Problem set:
**A)** Translate this sentence from the text on the codeblob reconstruction endpoint into Spanish: "For TCP connections, use the TCP_INFO via getsockopt(2) if supported or attempt to use poll(2) + the FIONREAD ioctl(2) to check the connection before possibly invoking git-(apply|ls-files|update-index) dozens or even hundreds of times to reconstruct a blob."
**B)** Carry on the text about the codeblob reconstruction endpoint from the point where it stops.

Source:
━━━━━━━━━━
The /$MSGID/s/ codeblob reconstruction endpoint is extremely
expensive and one of the few which do a large amount of upfront
processing before being able to write to an HTTP client and
detect if they're still alive (unlike other expensive
endpoints).

For TCP connections, use the TCP_INFO via getsockopt(2) if
supported or attempt to use poll(2) + the FIONREAD ioctl(2) to
check the connection before possibly invoking
git-(apply|ls-files|update-index) dozens or even hundreds of
times to reconstruct a blob.
━━━━━━━━━━
Data lines:
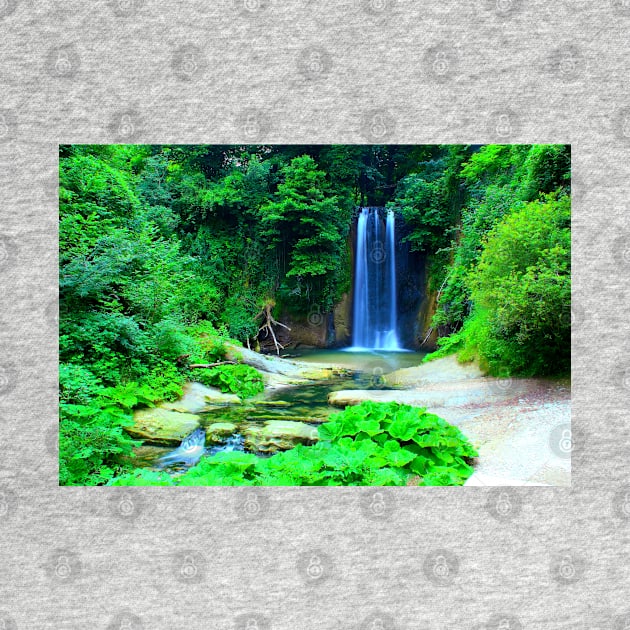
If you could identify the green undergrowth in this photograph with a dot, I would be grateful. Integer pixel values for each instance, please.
━━━━━━━━━━
Exercise answers:
**A)** Para las conexiones TCP, use TCP_INFO mediante getsockopt(2) si está soportado, o intente usar poll(2) + el ioctl(2) FIONREAD para comprobar la conexión antes de invocar posiblemente git-(apply|ls-files|update-index) decenas o incluso cientos de veces para reconstruir un blob.

**B)**
---
 MANIFEST                      |  2 ++
 devel/sysdefs-list            | 16 +++++++++-
 lib/PublicInbox/Daemon.pm     | 29 ++++++++++++++++++
 lib/PublicInbox/HTTP.pm       |  7 +++--
 lib/PublicInbox/HTTPD.pm      |  2 ++
 lib/PublicInbox/Syscall.pm    | 10 ++++++-
 lib/PublicInbox/TestCommon.pm |  3 +-
 lib/PublicInbox/ViewVCS.pm    | 13 +++++---
 t/daemon.t                    | 56 +++++++++++++++++++++++++++++++++++
 t/psgi_log.psgi               | 16 ++++++++++
 t/solver_git.t                | 49 ++++++++++++++++++++++++++++--
 11 files changed, 192 insertions(+), 11 deletions(-)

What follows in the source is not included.